**Task:** All lines in the data bearing the string "barge" should be identified and copied.

**Data entries:**
────────────────────────────────────────

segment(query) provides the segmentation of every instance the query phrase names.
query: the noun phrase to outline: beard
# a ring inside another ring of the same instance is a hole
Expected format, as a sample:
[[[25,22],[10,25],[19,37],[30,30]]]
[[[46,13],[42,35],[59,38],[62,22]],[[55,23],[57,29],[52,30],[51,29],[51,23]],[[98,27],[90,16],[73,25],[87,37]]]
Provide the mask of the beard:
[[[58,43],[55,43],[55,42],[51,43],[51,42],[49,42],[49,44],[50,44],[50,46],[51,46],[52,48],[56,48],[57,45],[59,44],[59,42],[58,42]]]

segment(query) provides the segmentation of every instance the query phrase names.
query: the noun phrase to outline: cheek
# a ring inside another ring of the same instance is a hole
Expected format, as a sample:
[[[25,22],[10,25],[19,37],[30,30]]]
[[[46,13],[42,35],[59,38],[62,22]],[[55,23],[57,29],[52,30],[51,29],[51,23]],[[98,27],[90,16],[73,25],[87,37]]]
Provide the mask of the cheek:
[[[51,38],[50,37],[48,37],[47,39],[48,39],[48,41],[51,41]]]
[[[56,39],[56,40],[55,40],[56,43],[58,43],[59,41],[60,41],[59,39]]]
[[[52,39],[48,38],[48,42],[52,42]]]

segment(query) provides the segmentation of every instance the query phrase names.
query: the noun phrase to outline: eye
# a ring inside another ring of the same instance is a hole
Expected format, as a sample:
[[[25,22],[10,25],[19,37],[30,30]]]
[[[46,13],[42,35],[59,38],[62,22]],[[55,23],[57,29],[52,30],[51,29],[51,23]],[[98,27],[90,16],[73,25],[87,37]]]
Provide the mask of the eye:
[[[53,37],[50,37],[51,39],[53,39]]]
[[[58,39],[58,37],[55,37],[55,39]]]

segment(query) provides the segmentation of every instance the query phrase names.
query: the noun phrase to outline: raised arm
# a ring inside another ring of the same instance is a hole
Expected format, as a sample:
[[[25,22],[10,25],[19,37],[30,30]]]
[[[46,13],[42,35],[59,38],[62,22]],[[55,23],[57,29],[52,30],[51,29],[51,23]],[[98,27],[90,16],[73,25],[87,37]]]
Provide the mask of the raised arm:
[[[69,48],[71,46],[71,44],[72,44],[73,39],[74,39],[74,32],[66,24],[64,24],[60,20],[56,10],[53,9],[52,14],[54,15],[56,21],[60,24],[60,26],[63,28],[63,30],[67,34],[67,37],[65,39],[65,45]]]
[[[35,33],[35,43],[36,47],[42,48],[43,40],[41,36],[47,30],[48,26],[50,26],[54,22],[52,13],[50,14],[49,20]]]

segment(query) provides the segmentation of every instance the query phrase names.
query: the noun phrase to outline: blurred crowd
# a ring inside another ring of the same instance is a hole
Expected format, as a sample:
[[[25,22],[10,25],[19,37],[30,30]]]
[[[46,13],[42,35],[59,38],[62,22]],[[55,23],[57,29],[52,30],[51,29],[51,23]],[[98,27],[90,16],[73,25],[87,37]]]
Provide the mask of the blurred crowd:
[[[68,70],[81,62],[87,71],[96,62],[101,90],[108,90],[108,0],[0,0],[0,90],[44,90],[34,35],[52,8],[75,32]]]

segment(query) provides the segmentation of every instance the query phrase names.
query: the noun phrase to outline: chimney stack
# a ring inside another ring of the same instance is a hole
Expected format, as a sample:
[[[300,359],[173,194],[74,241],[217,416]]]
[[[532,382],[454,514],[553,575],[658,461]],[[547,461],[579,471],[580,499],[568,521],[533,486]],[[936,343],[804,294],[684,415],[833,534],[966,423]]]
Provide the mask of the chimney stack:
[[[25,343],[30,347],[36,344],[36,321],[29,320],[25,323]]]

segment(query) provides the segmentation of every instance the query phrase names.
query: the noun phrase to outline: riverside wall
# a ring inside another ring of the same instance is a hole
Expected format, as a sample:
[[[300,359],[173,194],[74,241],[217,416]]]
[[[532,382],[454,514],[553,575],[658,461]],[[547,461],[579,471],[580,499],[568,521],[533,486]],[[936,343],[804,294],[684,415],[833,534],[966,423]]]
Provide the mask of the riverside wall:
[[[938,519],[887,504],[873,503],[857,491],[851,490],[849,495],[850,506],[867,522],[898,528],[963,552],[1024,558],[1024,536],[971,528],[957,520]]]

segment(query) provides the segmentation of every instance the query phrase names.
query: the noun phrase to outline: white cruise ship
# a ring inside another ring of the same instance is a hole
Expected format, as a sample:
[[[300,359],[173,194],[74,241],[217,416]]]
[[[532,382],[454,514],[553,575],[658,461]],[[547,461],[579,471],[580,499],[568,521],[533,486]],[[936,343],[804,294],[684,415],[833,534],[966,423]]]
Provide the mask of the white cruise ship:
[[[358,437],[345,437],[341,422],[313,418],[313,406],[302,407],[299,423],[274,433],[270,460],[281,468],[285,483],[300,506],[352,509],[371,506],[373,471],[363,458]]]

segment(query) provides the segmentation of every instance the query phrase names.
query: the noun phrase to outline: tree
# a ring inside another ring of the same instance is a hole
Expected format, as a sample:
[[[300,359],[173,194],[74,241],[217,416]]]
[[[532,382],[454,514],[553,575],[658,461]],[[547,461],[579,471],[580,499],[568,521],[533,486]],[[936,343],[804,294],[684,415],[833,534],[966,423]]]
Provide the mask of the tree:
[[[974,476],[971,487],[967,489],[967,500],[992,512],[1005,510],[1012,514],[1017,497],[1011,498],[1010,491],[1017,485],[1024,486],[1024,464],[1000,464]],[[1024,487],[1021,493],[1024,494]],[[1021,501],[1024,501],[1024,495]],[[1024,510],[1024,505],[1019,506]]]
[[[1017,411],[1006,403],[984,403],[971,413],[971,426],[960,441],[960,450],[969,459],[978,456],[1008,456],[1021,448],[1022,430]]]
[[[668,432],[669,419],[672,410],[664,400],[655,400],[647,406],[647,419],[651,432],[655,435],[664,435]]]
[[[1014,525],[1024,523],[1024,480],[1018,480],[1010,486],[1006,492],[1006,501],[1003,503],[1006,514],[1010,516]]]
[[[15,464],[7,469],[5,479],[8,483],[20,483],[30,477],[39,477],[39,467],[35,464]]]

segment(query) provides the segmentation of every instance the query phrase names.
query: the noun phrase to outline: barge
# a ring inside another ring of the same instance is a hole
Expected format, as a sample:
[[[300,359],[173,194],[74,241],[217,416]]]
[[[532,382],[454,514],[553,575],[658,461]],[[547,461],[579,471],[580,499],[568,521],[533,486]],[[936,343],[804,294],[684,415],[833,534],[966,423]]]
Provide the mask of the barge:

────────────────────────────────────────

**Result:**
query: the noun phrase to outline: barge
Provide the mask of the barge:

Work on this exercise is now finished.